## Exercise directions
Write out only the opening lines of the entries, through the line with "box: [0, 2, 336, 140]".

(Stored data)
- - - - - - -

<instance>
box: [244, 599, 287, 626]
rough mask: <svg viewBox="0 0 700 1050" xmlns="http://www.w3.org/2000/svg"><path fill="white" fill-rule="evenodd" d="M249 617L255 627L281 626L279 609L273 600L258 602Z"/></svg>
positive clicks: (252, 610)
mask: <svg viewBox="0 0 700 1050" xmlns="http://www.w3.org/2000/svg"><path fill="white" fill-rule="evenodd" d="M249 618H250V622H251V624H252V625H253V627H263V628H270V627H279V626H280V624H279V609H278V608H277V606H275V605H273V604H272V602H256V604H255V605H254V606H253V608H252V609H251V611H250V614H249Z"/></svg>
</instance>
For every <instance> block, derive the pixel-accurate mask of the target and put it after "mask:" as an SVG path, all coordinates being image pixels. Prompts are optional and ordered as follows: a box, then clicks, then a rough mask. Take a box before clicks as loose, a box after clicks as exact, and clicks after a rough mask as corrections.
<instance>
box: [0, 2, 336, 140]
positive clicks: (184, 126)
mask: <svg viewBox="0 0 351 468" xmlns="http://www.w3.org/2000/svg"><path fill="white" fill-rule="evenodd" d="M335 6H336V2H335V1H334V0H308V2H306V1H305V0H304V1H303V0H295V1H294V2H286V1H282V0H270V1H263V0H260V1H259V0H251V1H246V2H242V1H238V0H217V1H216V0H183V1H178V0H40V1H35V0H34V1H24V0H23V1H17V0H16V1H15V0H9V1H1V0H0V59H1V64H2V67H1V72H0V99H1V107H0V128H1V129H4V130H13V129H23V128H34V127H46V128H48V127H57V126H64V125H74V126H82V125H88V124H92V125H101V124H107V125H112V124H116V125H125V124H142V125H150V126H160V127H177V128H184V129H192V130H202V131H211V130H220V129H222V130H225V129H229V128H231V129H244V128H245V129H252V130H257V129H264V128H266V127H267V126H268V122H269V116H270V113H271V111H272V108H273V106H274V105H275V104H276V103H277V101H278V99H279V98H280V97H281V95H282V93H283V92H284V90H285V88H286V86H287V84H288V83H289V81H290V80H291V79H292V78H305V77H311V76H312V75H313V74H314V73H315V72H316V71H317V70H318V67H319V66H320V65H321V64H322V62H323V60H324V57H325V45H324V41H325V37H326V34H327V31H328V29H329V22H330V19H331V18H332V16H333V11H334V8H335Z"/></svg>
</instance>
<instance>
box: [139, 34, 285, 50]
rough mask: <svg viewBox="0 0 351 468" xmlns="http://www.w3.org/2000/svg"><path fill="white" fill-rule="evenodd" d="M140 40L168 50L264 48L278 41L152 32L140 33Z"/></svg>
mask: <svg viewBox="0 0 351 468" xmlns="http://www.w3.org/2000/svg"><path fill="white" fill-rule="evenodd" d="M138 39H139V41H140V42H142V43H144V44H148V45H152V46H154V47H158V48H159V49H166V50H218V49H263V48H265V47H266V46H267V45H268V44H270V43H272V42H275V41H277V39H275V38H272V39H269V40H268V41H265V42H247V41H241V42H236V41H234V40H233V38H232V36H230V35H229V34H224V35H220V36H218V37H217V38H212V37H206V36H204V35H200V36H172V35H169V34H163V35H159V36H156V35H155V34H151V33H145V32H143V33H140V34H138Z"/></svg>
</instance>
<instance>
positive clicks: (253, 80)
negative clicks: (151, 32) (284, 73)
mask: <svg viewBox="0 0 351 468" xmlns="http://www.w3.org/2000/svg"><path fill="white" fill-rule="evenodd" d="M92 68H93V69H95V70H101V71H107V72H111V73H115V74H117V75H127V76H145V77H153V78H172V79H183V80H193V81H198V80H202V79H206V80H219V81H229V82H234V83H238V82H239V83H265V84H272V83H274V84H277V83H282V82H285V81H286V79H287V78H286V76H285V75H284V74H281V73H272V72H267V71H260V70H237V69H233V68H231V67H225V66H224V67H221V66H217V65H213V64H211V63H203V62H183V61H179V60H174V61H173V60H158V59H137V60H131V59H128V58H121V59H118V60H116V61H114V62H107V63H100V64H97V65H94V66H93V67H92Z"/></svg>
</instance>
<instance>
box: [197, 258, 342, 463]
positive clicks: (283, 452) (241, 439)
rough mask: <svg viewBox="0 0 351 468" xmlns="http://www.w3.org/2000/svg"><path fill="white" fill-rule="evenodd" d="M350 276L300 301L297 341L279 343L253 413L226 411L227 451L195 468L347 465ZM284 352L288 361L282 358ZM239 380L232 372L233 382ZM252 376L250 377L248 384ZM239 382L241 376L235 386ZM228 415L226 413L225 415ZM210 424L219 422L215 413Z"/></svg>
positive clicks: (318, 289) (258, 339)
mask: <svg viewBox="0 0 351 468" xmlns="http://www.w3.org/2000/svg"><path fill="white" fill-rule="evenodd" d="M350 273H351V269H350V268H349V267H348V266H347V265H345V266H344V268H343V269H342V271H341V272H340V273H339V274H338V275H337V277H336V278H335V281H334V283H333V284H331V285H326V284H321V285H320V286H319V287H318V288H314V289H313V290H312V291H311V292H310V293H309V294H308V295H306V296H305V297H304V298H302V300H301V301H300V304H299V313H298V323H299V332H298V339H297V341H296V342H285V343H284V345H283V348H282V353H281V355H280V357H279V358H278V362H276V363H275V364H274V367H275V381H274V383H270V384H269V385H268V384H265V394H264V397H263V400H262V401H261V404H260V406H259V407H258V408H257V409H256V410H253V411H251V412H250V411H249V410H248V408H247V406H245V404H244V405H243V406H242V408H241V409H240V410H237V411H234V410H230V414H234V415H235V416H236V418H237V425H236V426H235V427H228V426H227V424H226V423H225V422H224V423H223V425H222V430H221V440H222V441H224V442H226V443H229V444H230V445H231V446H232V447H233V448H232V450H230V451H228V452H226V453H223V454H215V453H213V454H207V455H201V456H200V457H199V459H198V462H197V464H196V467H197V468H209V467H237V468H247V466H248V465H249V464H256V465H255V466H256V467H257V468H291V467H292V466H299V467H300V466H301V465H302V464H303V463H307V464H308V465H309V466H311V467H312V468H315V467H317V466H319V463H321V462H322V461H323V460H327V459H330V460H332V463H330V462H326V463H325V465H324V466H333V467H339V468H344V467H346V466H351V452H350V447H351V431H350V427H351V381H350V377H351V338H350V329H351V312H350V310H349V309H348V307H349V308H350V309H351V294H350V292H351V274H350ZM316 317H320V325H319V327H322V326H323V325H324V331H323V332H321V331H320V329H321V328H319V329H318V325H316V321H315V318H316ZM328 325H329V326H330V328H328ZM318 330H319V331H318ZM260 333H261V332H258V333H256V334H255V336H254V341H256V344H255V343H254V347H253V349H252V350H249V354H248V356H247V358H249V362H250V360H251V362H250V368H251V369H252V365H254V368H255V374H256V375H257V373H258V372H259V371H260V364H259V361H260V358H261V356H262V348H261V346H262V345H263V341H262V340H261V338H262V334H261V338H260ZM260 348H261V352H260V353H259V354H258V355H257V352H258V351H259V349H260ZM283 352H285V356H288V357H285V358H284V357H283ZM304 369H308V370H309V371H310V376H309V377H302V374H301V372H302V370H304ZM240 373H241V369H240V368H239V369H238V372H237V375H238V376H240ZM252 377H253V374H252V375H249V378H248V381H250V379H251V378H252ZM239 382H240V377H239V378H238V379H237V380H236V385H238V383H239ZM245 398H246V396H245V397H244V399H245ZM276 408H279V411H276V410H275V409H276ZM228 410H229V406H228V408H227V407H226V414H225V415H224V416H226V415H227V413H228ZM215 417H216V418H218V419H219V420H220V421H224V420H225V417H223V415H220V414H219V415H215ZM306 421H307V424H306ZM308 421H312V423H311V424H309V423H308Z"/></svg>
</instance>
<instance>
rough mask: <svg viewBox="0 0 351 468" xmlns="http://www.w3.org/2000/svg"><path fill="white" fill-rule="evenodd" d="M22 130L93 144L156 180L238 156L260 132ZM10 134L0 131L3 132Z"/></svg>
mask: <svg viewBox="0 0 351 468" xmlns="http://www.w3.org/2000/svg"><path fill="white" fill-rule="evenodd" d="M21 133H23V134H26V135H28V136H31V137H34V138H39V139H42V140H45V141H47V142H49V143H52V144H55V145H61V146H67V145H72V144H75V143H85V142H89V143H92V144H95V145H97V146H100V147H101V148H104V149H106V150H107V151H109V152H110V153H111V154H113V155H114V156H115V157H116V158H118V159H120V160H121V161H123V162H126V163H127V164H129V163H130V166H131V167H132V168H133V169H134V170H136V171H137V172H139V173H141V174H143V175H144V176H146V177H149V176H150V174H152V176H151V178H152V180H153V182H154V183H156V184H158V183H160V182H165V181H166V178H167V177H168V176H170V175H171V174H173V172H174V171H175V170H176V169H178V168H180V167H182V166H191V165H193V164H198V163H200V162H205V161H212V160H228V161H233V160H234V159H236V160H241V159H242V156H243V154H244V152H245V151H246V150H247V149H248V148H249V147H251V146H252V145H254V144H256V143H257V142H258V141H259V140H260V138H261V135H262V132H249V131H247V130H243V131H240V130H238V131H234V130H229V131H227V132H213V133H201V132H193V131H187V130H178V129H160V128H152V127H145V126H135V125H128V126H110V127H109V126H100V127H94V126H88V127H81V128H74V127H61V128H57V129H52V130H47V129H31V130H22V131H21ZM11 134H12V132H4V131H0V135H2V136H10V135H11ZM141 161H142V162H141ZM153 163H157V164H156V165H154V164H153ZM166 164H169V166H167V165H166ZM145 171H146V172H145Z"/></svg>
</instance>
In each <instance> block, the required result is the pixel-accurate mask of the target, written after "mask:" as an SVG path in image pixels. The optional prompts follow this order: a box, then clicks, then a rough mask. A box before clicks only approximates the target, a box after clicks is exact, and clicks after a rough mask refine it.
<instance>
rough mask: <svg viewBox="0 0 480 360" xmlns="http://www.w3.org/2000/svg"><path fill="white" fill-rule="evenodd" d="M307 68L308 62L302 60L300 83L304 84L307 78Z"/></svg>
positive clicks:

- - - - - - -

## Your solution
<instance>
box: [244, 599, 287, 626]
rough mask: <svg viewBox="0 0 700 1050" xmlns="http://www.w3.org/2000/svg"><path fill="white" fill-rule="evenodd" d="M249 617L255 627L281 626L279 609L273 600L258 602Z"/></svg>
positive clicks: (252, 610)
mask: <svg viewBox="0 0 700 1050" xmlns="http://www.w3.org/2000/svg"><path fill="white" fill-rule="evenodd" d="M249 618H250V622H251V624H252V625H253V627H263V628H270V627H279V626H280V624H279V609H278V608H277V606H275V605H273V604H272V602H256V604H255V605H254V606H253V608H252V609H251V611H250V614H249Z"/></svg>
</instance>
For every <instance> block, derive the pixel-accurate mask of the target and put it after "mask:" as an SVG path, all coordinates being image pixels. Prompts are optional and ordered as follows: a box, then clicks, then a rough mask. Take a box before clicks as loose, a box after clicks as exact, and clicks after a rough mask as corrections.
<instance>
box: [0, 2, 336, 140]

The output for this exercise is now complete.